## [PROBLEM STATEMENT]
Reproduce the listing from its beginning through the line containing "box: [50, 71, 66, 86]", swapping "rough" for "coarse" and leaving everything else unchanged.

## [MATERIAL FOR THIS TASK]
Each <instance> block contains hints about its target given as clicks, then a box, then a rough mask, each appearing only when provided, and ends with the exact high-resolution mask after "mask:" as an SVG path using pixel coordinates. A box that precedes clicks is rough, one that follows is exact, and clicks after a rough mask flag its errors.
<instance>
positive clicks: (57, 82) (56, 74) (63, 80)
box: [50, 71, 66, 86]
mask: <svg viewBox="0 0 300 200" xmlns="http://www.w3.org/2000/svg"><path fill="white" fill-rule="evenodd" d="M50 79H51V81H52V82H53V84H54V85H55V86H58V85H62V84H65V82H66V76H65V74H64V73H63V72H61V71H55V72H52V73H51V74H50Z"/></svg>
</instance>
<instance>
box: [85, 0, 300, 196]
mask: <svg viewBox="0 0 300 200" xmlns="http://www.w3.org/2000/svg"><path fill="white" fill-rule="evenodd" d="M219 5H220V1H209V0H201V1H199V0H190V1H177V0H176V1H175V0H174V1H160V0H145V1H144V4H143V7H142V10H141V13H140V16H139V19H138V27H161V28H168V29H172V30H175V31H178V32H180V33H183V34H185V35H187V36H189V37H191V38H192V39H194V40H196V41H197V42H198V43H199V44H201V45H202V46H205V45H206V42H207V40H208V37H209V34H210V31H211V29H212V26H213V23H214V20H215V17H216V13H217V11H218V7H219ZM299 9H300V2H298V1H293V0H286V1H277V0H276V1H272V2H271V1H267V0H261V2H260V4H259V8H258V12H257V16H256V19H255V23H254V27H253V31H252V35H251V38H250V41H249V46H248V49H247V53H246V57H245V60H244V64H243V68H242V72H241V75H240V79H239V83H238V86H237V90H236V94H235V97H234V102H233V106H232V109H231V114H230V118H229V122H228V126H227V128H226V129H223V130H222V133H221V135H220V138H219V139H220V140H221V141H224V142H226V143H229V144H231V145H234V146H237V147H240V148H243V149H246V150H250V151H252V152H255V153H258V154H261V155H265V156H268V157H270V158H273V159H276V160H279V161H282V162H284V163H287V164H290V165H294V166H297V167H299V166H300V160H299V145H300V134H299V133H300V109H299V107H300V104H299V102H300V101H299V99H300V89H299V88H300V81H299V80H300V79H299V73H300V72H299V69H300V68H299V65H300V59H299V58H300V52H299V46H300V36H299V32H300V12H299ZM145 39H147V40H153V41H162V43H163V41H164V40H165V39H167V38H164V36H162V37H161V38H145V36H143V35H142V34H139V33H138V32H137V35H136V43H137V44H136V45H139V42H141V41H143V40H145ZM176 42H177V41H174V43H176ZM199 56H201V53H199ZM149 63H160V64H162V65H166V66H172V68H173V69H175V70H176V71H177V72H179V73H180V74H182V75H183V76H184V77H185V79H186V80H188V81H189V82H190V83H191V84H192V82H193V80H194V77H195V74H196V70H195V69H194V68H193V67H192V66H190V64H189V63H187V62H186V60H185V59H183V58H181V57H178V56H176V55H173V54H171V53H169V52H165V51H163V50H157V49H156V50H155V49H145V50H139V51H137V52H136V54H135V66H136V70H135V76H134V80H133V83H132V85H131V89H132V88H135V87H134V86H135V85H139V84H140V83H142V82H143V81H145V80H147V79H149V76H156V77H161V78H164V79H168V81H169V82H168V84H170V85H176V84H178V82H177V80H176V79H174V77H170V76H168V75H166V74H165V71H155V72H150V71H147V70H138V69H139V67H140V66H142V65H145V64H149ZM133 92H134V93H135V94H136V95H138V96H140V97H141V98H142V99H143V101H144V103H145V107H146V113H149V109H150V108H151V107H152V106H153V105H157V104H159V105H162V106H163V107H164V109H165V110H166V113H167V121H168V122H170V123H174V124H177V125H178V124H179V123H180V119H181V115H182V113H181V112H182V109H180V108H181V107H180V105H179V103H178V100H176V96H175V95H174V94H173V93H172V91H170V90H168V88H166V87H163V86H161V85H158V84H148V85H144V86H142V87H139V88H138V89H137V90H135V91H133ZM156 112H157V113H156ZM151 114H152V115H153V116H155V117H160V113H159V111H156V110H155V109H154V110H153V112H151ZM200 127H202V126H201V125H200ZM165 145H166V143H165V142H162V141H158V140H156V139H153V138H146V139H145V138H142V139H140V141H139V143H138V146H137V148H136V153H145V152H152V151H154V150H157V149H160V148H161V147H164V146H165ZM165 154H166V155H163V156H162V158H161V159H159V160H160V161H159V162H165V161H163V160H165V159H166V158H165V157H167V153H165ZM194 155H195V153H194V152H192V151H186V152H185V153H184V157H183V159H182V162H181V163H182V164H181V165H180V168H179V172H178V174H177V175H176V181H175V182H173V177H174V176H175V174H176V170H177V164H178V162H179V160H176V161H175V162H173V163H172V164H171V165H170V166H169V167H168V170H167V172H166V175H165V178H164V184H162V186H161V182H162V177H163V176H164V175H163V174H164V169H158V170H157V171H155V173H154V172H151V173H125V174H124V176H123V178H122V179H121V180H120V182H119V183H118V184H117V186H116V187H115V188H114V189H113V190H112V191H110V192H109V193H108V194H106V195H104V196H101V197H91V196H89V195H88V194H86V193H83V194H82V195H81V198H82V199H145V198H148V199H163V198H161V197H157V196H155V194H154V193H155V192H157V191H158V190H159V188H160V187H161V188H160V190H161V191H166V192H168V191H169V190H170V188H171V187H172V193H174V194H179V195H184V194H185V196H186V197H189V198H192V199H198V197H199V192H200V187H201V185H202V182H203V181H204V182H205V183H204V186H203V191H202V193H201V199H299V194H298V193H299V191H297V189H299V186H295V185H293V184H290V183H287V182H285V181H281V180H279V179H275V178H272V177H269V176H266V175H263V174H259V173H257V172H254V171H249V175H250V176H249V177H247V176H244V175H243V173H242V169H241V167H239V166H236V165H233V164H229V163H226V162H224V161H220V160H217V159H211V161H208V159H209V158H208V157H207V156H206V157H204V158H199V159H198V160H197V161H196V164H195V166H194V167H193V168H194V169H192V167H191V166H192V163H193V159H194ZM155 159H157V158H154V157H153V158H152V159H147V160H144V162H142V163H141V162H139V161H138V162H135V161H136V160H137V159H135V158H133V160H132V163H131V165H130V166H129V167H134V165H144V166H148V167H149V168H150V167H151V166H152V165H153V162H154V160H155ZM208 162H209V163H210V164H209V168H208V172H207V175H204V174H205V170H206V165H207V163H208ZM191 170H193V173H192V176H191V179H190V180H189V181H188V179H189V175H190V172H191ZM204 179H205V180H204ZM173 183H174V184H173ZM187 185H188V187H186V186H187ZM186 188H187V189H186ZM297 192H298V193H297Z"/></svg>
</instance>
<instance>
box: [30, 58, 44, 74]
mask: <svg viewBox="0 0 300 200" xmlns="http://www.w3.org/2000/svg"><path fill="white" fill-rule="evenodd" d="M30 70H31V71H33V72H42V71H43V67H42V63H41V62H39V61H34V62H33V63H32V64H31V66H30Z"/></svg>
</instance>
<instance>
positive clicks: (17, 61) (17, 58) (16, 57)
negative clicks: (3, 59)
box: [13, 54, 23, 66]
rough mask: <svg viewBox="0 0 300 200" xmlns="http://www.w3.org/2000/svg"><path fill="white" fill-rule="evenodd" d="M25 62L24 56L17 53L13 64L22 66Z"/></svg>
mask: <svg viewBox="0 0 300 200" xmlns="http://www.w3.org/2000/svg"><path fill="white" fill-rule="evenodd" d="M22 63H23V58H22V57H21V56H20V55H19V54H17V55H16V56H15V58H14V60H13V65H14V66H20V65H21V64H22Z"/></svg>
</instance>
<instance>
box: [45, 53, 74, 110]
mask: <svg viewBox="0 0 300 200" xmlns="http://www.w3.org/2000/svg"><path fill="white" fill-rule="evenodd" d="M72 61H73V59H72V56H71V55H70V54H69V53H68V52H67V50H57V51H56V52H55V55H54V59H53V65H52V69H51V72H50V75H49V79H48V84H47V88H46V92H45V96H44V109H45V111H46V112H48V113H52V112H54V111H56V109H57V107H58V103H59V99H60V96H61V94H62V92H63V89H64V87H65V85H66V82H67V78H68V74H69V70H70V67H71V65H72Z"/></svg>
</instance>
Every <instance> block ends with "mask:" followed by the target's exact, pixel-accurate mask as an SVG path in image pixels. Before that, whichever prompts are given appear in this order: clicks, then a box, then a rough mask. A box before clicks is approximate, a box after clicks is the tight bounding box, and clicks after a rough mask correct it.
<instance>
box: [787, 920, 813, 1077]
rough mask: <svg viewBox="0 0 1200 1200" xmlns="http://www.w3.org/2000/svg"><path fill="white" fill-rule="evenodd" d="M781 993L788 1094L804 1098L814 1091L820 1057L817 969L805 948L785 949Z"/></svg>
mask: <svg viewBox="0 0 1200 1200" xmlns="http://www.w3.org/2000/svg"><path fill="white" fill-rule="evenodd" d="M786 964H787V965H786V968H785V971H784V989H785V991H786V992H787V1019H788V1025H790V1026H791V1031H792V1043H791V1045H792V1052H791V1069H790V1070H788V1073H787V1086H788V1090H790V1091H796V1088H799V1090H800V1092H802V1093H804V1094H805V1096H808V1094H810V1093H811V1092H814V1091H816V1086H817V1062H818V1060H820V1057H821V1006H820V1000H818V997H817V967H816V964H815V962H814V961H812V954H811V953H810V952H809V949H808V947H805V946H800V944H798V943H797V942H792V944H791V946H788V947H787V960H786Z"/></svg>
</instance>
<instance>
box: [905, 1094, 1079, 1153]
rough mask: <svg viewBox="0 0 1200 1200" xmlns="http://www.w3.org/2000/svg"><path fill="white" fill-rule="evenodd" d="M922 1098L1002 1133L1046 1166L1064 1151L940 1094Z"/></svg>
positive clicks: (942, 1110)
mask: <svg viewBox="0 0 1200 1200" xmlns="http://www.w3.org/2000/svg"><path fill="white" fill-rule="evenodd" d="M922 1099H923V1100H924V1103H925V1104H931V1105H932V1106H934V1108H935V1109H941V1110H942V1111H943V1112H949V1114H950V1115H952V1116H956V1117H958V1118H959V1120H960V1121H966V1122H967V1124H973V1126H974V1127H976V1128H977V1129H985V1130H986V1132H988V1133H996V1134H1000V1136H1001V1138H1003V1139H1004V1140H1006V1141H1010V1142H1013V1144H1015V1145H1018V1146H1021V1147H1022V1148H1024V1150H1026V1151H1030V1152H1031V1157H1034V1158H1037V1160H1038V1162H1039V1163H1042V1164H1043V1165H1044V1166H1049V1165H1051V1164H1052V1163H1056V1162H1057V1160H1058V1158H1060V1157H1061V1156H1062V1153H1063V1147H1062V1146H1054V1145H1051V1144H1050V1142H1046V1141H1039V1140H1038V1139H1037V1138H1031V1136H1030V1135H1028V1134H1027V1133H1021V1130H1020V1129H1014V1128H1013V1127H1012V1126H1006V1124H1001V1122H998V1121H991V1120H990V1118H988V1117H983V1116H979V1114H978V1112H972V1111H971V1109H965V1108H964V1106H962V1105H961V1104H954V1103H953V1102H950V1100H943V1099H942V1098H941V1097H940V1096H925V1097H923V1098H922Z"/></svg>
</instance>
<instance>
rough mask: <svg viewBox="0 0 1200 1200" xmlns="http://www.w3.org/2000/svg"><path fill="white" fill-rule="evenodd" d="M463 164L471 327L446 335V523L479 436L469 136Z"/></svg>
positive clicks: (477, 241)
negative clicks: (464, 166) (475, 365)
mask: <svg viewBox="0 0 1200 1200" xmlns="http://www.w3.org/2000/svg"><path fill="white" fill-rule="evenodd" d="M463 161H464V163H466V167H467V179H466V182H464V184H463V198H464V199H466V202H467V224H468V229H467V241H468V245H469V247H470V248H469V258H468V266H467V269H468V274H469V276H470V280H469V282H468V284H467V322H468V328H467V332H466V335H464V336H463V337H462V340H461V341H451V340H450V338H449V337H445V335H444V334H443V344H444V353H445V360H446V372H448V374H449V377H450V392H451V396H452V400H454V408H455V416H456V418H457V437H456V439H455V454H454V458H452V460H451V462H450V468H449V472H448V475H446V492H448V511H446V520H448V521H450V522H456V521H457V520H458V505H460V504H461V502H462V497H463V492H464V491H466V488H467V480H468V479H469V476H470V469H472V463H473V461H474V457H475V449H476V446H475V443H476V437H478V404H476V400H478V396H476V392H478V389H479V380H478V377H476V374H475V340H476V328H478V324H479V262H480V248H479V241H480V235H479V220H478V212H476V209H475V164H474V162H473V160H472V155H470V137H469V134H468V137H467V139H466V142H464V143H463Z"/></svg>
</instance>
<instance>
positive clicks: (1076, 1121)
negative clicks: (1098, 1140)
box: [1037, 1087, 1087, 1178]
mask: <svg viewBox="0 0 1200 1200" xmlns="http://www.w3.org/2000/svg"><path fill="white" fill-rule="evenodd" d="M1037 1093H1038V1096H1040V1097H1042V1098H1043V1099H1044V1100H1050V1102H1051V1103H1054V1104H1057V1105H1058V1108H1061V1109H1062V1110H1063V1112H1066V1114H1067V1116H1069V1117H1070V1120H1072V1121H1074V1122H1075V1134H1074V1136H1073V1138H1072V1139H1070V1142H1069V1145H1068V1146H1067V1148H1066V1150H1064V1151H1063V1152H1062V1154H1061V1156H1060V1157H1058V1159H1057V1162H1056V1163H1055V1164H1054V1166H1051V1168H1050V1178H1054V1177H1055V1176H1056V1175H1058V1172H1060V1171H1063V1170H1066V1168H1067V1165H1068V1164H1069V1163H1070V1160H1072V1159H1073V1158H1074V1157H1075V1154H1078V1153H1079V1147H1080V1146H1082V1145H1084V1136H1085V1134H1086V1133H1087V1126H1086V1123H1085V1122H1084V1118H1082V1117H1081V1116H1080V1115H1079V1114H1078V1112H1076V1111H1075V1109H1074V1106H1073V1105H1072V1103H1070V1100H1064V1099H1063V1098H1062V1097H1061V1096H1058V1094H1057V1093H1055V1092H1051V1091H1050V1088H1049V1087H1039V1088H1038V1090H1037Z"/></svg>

## [RESPONSE TO THIS EXERCISE]
Each <instance> block contains hints about its target given as clicks, then a box, then a coarse mask, each appearing only when provided, and ends with the exact high-resolution mask after "mask:" as an SVG path using pixel coordinates. A box that precedes clicks is coarse, one that follows is exact, and clicks after a coarse mask flag its errors.
<instance>
positive clicks: (57, 82) (56, 74) (63, 80)
box: [50, 71, 66, 86]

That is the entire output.